PAGE EXTRACT »
The n-gram model makes for a great introduction to natural-language processing because it is extremely simple, but still versatile and powerful enough to be used for real work. Once you intuitively understand it, the n-gram model is the simplest thing in the world. This introduction is my attempt to transfer an intuitive perception of the model to you, the reader.

If you understand things better by looking at Python code, you might want to skip to the next section: Corpora and Tokenization.

Let's start with a question. Why do we have expectations about the words we read? We definitely have such expectations -- that's how how you can read this sentence without noticing that there were two "how"s.

Our first thought is that our expectations are based on the structure of the language -- the rules of grammar, or syntax. But we can quickly think of many other things that give us expectations about the coming words: common idiom, the author's style, or even other knowledge we have that's external to the text can influence our expectations.

EXCERPTED RECORDS »

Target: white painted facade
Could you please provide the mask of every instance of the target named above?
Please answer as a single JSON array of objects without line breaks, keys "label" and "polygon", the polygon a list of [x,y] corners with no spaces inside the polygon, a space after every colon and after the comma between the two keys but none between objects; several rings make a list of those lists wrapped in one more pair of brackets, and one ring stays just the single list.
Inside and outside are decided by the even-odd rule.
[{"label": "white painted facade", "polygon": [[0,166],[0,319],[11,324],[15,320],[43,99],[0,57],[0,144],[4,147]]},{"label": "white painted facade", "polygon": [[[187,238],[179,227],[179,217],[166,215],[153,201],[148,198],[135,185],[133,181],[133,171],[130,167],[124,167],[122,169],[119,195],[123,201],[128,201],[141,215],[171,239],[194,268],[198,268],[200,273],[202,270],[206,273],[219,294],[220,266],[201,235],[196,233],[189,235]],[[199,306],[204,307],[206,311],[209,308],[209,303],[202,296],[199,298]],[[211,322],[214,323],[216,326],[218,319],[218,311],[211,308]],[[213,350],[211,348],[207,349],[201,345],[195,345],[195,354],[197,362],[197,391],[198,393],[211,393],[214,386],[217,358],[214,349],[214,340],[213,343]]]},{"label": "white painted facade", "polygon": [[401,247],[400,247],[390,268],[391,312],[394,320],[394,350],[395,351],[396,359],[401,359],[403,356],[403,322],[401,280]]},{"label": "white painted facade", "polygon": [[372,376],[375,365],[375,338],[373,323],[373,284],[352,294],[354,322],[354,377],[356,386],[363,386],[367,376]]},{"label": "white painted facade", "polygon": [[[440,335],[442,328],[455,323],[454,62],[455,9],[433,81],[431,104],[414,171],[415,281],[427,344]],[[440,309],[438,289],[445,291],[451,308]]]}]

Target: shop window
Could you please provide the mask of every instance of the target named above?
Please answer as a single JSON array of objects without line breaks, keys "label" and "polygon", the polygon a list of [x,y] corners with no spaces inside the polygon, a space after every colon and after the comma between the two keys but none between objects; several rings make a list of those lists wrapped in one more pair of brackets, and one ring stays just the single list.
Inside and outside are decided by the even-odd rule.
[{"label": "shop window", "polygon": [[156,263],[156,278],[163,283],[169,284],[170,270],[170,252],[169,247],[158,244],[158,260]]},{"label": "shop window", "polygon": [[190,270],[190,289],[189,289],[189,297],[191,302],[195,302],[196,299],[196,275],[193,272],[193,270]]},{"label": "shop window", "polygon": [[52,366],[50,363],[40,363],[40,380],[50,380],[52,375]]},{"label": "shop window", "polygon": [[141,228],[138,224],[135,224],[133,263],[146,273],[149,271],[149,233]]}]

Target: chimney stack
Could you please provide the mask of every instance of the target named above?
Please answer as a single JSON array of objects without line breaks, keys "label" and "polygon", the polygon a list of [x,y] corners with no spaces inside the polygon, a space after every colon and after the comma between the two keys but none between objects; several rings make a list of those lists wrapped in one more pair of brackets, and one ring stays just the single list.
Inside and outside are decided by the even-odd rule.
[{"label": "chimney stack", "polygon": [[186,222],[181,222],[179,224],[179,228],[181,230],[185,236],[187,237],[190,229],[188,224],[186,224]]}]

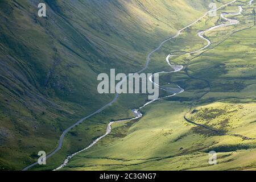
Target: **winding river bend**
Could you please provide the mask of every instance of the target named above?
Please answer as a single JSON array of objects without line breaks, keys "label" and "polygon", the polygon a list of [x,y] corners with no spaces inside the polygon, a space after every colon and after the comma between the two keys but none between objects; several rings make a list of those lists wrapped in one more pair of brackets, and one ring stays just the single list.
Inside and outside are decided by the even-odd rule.
[{"label": "winding river bend", "polygon": [[[254,0],[250,0],[250,3],[249,3],[249,5],[251,5],[253,2]],[[216,9],[213,9],[213,10],[211,10],[210,11],[208,11],[207,12],[205,13],[205,14],[203,15],[202,16],[201,16],[200,18],[199,18],[199,19],[197,19],[197,20],[196,20],[195,22],[193,22],[193,23],[191,23],[190,24],[188,25],[187,26],[184,27],[182,29],[180,29],[180,30],[179,30],[177,32],[177,34],[171,37],[170,38],[168,39],[167,39],[166,40],[164,40],[164,41],[163,41],[160,44],[159,46],[154,50],[153,50],[152,51],[151,51],[147,56],[147,60],[146,60],[146,64],[145,64],[145,67],[141,69],[141,71],[137,72],[137,73],[139,73],[141,72],[143,72],[144,71],[145,71],[148,67],[148,64],[150,63],[150,61],[151,60],[151,57],[152,56],[152,55],[155,53],[156,51],[158,51],[159,49],[160,49],[160,48],[162,47],[162,46],[166,42],[167,42],[168,41],[175,39],[177,37],[178,37],[180,34],[186,28],[191,27],[191,26],[192,26],[193,24],[197,23],[199,20],[200,20],[201,19],[202,19],[203,18],[204,18],[205,16],[206,16],[209,13],[218,10],[219,9],[221,9],[230,4],[232,4],[233,3],[234,3],[236,2],[237,2],[237,0],[234,0],[232,2],[230,2],[229,3],[227,3],[224,5],[221,6],[220,7]],[[234,19],[229,19],[228,18],[225,17],[225,15],[239,15],[241,14],[242,11],[242,8],[241,6],[239,6],[239,12],[238,13],[229,13],[229,14],[227,14],[227,13],[222,13],[221,14],[221,16],[222,18],[223,18],[224,19],[225,19],[226,21],[228,22],[228,23],[225,23],[225,24],[222,24],[220,25],[218,25],[218,26],[214,26],[212,28],[210,28],[204,31],[200,31],[198,32],[197,35],[199,37],[201,38],[202,39],[204,39],[205,40],[206,40],[208,42],[208,44],[207,46],[204,46],[204,47],[200,48],[199,50],[197,51],[195,51],[191,52],[188,52],[188,53],[184,53],[184,54],[181,54],[181,55],[185,55],[185,54],[191,54],[193,53],[196,53],[196,52],[199,52],[201,51],[203,51],[203,49],[205,49],[206,48],[208,47],[210,44],[211,44],[211,42],[210,41],[207,39],[206,38],[205,38],[204,36],[204,34],[207,32],[207,31],[209,31],[211,30],[213,30],[214,29],[216,28],[218,28],[220,27],[226,27],[226,26],[232,26],[232,25],[234,25],[236,24],[239,23],[239,21],[237,20],[234,20]],[[181,70],[182,70],[183,69],[183,65],[172,65],[171,63],[171,58],[173,57],[174,56],[179,56],[180,55],[175,55],[175,54],[170,54],[168,55],[167,57],[166,57],[166,61],[168,63],[168,64],[169,65],[169,66],[170,66],[172,69],[173,69],[173,71],[171,71],[171,72],[158,72],[156,73],[174,73],[174,72],[179,72]],[[155,75],[156,73],[155,73],[154,75]],[[154,75],[153,75],[153,76]],[[152,81],[152,77],[150,78],[150,81],[151,81],[153,84],[155,84],[155,86],[158,86],[159,88],[160,88],[161,89],[163,89],[164,90],[164,88],[160,86],[160,85],[156,85],[155,83],[154,83]],[[152,103],[153,102],[156,101],[156,100],[159,100],[160,99],[164,99],[166,98],[168,98],[168,97],[173,97],[177,94],[181,93],[182,92],[183,92],[184,91],[184,90],[181,88],[180,86],[177,85],[178,88],[179,88],[179,91],[172,94],[170,96],[165,96],[163,97],[161,97],[158,99],[155,99],[154,100],[152,100],[150,101],[147,103],[146,103],[143,106],[140,107],[138,109],[134,109],[133,110],[133,112],[134,113],[134,114],[135,115],[135,117],[130,119],[121,119],[121,120],[119,120],[119,121],[113,121],[113,122],[110,122],[107,127],[107,129],[106,129],[106,132],[105,133],[105,134],[104,134],[104,135],[98,138],[97,139],[96,139],[93,143],[92,143],[92,144],[90,144],[88,147],[82,149],[82,150],[78,151],[75,154],[73,154],[71,155],[69,155],[67,157],[67,158],[65,160],[65,161],[64,162],[63,164],[62,164],[60,167],[59,167],[58,168],[57,168],[55,170],[57,170],[57,169],[60,169],[61,168],[62,168],[63,167],[65,167],[68,163],[69,160],[72,158],[74,156],[77,155],[79,153],[81,153],[82,151],[84,151],[85,150],[86,150],[90,148],[91,148],[92,146],[93,146],[95,144],[96,144],[99,140],[100,140],[101,139],[102,139],[103,138],[104,138],[105,136],[106,136],[106,135],[108,135],[109,133],[111,133],[112,131],[112,125],[114,123],[117,123],[117,122],[123,122],[123,121],[131,121],[131,120],[134,120],[134,119],[137,119],[141,117],[142,117],[142,114],[139,112],[139,109],[142,109],[143,107],[145,107],[146,106],[147,106],[148,104],[150,104],[151,103]],[[64,140],[64,138],[65,135],[67,134],[67,133],[68,133],[72,128],[75,127],[76,126],[77,126],[78,125],[79,125],[80,123],[84,121],[85,121],[85,119],[87,119],[88,118],[100,113],[101,111],[102,111],[103,110],[104,110],[105,109],[106,109],[107,107],[110,106],[112,104],[113,104],[114,102],[115,102],[117,98],[118,98],[118,94],[116,94],[114,99],[110,102],[108,103],[107,104],[106,104],[105,106],[104,106],[103,107],[101,107],[100,109],[99,109],[98,110],[97,110],[97,111],[96,111],[95,112],[90,114],[90,115],[84,117],[84,118],[79,120],[79,121],[77,121],[76,123],[75,123],[74,125],[73,125],[72,126],[70,126],[69,128],[67,129],[61,134],[60,139],[59,139],[59,144],[58,146],[55,148],[55,150],[52,152],[51,154],[49,154],[49,155],[48,155],[46,157],[47,159],[50,158],[51,156],[52,156],[52,155],[55,155],[57,151],[59,151],[61,148],[61,147],[63,146],[63,140]],[[30,169],[30,168],[36,166],[38,164],[38,162],[35,162],[27,167],[26,167],[26,168],[24,168],[23,170],[23,171],[26,171],[28,169]]]}]

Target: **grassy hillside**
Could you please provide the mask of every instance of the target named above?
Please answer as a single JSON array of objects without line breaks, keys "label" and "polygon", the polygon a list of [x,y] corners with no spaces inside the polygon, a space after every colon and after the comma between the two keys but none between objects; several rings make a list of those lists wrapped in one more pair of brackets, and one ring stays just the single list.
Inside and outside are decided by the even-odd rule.
[{"label": "grassy hillside", "polygon": [[[218,14],[237,11],[237,5],[247,3]],[[147,106],[131,126],[119,123],[63,170],[255,169],[255,7],[245,6],[242,15],[233,17],[240,24],[208,32],[212,44],[207,51],[175,59],[185,69],[161,81],[179,84],[184,93]],[[187,51],[201,47],[205,43],[197,31],[222,21],[204,19],[167,44],[156,60],[164,60],[168,46]],[[217,165],[208,163],[211,150],[217,152]]]},{"label": "grassy hillside", "polygon": [[[45,1],[47,17],[39,18],[35,1],[1,1],[1,169],[20,169],[39,151],[52,151],[65,129],[113,98],[97,93],[98,73],[141,69],[208,2]],[[131,97],[68,134],[49,168],[104,133],[110,119],[131,117],[129,109],[146,100]]]}]

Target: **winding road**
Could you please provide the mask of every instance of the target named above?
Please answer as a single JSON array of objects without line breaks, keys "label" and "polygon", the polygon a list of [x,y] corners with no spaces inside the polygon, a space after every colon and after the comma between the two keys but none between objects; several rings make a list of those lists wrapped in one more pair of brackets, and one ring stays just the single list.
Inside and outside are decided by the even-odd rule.
[{"label": "winding road", "polygon": [[[249,3],[249,5],[251,5],[253,2],[254,0],[250,0],[250,3]],[[177,38],[177,36],[179,36],[180,34],[186,28],[191,27],[191,26],[192,26],[193,24],[197,23],[199,20],[200,20],[201,19],[203,19],[204,17],[206,16],[209,13],[218,10],[219,9],[221,9],[231,3],[233,3],[234,2],[237,2],[237,0],[234,0],[232,2],[230,2],[229,3],[227,3],[224,5],[222,5],[221,6],[220,6],[219,7],[216,9],[213,9],[213,10],[211,10],[210,11],[207,11],[207,13],[205,13],[205,14],[203,15],[202,16],[201,16],[200,18],[199,18],[199,19],[197,19],[197,20],[196,20],[195,22],[193,22],[193,23],[189,24],[189,25],[188,25],[187,26],[183,28],[182,29],[179,30],[177,34],[170,38],[168,38],[166,40],[164,40],[164,41],[163,41],[160,44],[159,46],[154,50],[153,50],[152,51],[151,51],[147,56],[147,59],[146,59],[146,64],[145,64],[145,67],[141,70],[140,70],[139,71],[135,73],[139,73],[141,72],[143,72],[144,71],[145,71],[148,67],[148,64],[149,63],[150,61],[151,60],[151,57],[152,56],[152,55],[155,53],[156,51],[158,51],[162,46],[163,45],[167,42],[168,41],[172,39],[175,39],[176,38]],[[222,13],[221,14],[221,17],[224,19],[225,20],[228,21],[229,22],[229,23],[227,24],[220,24],[220,25],[218,25],[218,26],[216,26],[214,27],[213,27],[212,28],[210,28],[204,31],[200,31],[198,32],[198,35],[202,39],[204,39],[204,40],[205,40],[206,41],[207,41],[208,42],[208,44],[205,46],[204,46],[203,48],[200,48],[199,50],[193,51],[193,52],[188,52],[188,53],[184,53],[183,55],[185,55],[185,54],[191,54],[191,53],[196,53],[198,52],[200,52],[204,49],[205,49],[206,48],[207,48],[208,47],[209,47],[211,43],[210,42],[209,40],[207,39],[206,38],[204,37],[204,34],[209,31],[211,31],[213,30],[213,29],[216,29],[217,28],[220,28],[220,27],[226,27],[226,26],[232,26],[232,25],[234,25],[234,24],[236,24],[237,23],[239,23],[239,21],[236,20],[232,20],[232,19],[228,19],[227,18],[225,18],[225,16],[226,15],[238,15],[240,14],[242,11],[242,8],[241,6],[239,6],[240,8],[240,12],[238,13],[230,13],[230,14],[226,14],[226,13]],[[179,56],[180,55],[174,55],[174,54],[170,54],[168,55],[167,57],[166,57],[166,61],[167,62],[168,64],[174,69],[173,71],[171,72],[158,72],[156,73],[174,73],[174,72],[179,72],[180,71],[181,71],[183,68],[183,65],[172,65],[171,64],[171,61],[170,61],[170,59],[175,56]],[[156,73],[155,73],[154,75],[155,75]],[[153,76],[154,75],[153,75]],[[150,81],[151,81],[152,83],[154,83],[155,84],[155,86],[158,86],[159,88],[160,88],[161,89],[165,89],[164,88],[162,88],[161,87],[160,85],[156,84],[155,83],[154,83],[152,81],[152,77],[150,78]],[[120,84],[118,83],[118,84]],[[164,99],[168,97],[173,97],[174,96],[175,96],[177,94],[179,94],[180,93],[182,93],[183,92],[184,92],[184,89],[183,88],[181,88],[180,86],[179,86],[179,85],[177,85],[178,88],[179,88],[179,91],[171,95],[170,96],[165,96],[163,97],[161,97],[158,99],[155,99],[154,100],[152,100],[148,102],[147,102],[146,104],[145,104],[143,106],[142,106],[142,107],[139,107],[139,109],[134,109],[133,110],[133,113],[135,115],[135,117],[134,118],[132,119],[122,119],[122,120],[119,120],[119,121],[114,121],[114,122],[111,122],[109,123],[109,125],[108,125],[108,127],[106,129],[106,134],[104,134],[104,135],[98,138],[96,140],[95,140],[92,144],[90,144],[88,147],[82,149],[82,150],[78,151],[75,154],[73,154],[72,155],[68,156],[67,159],[65,160],[64,162],[63,163],[63,164],[62,164],[59,167],[58,167],[57,168],[56,168],[56,169],[59,169],[61,168],[63,168],[63,167],[64,167],[65,166],[67,165],[67,164],[68,163],[69,160],[73,158],[74,156],[75,156],[76,155],[85,151],[86,150],[89,148],[90,148],[90,147],[92,147],[93,146],[94,146],[96,143],[97,143],[97,142],[98,142],[100,140],[101,140],[101,139],[102,139],[103,138],[104,138],[105,136],[106,136],[106,135],[108,135],[109,133],[110,133],[111,131],[112,131],[112,125],[114,123],[117,123],[117,122],[123,122],[125,121],[130,121],[130,120],[134,120],[134,119],[138,119],[141,117],[142,117],[142,114],[139,112],[139,110],[145,107],[146,106],[147,106],[147,105],[152,103],[153,102],[158,100],[160,100],[160,99]],[[97,111],[96,111],[95,112],[89,114],[89,115],[84,117],[84,118],[79,120],[79,121],[77,121],[76,123],[75,123],[74,125],[73,125],[72,126],[70,126],[69,127],[68,127],[68,129],[67,129],[65,131],[64,131],[64,132],[62,133],[60,139],[59,139],[59,144],[57,146],[57,147],[55,148],[55,150],[52,151],[51,153],[50,153],[49,155],[48,155],[46,156],[47,159],[48,159],[49,158],[51,157],[52,156],[53,156],[53,155],[55,155],[57,152],[58,152],[61,148],[61,147],[63,144],[63,140],[64,140],[64,138],[65,135],[67,134],[67,133],[68,133],[72,128],[75,127],[76,126],[79,125],[80,123],[84,121],[85,121],[85,119],[100,113],[101,111],[102,111],[103,110],[104,110],[105,109],[106,109],[106,107],[108,107],[109,106],[111,106],[113,103],[114,103],[117,98],[118,98],[119,94],[116,94],[115,95],[115,97],[114,98],[114,99],[110,102],[108,103],[107,104],[106,104],[105,106],[104,106],[103,107],[101,107],[100,109],[99,109],[98,110],[97,110]],[[26,167],[26,168],[24,168],[23,171],[26,171],[28,170],[28,169],[30,169],[30,168],[36,166],[38,164],[38,162],[35,162],[34,163]]]}]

EXERCISE INSTRUCTIONS » Retype the part of the n-gram introduction starting at "The n-gram model makes" and ending at "you, the reader.". The material above is separate from the text about the n-gram model.

EXPECTED ANSWER »
The n-gram model makes for a great introduction to natural-language processing because it is extremely simple, but still versatile and powerful enough to be used for real work. Once you intuitively understand it, the n-gram model is the simplest thing in the world. This introduction is my attempt to transfer an intuitive perception of the model to you, the reader.